**** RECORD EXTRACTS ****

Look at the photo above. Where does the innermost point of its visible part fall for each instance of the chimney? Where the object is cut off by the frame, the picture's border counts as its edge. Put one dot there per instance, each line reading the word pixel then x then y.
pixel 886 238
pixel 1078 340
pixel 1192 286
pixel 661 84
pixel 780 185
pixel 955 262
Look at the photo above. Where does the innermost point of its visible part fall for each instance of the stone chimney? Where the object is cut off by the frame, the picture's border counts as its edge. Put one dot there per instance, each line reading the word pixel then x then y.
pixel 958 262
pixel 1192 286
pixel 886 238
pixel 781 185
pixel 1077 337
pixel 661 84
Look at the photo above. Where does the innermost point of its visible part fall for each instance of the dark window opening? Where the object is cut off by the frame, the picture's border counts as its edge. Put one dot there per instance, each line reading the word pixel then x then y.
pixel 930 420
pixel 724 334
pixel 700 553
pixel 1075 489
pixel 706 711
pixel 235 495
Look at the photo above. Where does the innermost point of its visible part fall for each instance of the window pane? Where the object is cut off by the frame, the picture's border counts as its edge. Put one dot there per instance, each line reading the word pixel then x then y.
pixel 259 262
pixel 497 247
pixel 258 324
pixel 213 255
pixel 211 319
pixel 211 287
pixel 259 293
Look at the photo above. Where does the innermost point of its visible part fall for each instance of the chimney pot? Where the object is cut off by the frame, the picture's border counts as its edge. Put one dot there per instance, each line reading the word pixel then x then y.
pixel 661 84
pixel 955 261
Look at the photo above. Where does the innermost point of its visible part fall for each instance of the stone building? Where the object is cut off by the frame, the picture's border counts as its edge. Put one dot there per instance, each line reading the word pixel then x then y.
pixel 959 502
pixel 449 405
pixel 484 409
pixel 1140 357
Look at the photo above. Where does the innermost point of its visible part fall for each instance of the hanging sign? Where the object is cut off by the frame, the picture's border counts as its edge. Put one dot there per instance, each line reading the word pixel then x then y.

****

**GIVEN EXERCISE**. Locate the line that contains "of the dark", then please quote it and every line after it to the end of the entries above, exactly and with nothing else.

**EXERCISE RESULT**.
Look at the photo above. Where does the innermost point of its visible part fall for each instance of the dark window opening? Where the object is cut off by the frame, the picture's border counts as its edge. Put one dot there per instance, each line reading the word pixel then x then y.
pixel 930 420
pixel 724 334
pixel 700 553
pixel 1075 489
pixel 706 711
pixel 235 495
Look at the photo above. Where does the innermost point of its visible part fall for each instance of the window pane? Where the object is cut off by the frame, the picture's border counts as its edge. Put one dot there per instance, each line reading the word pixel then x then y.
pixel 259 262
pixel 497 247
pixel 258 324
pixel 213 255
pixel 211 319
pixel 211 287
pixel 259 293
Look at the photo above. Where does the innermost point of its visible part fall for each instance of the chimney pot? Where the object is cut off by the frame, the picture's border counts as its edge. Put one dot there per instance, each line reading the word pixel then x then y.
pixel 661 84
pixel 955 261
Look at the photo above. Where does the innermost point of its visible part fall for each instance of the stone building? Where the object is cut off by the frame, the picture's border counts as its edge. Put one dot there per instance, each line reading the word pixel then x then y.
pixel 959 502
pixel 449 405
pixel 484 409
pixel 1140 357
Look at the photo above. Where does the innermost point of its visible part fall for each instance of the hanging sign? Where the object is cut off by the frame, the picture's border counts as its edge. Put one dot there per instance, each line reading the word pixel then x then y.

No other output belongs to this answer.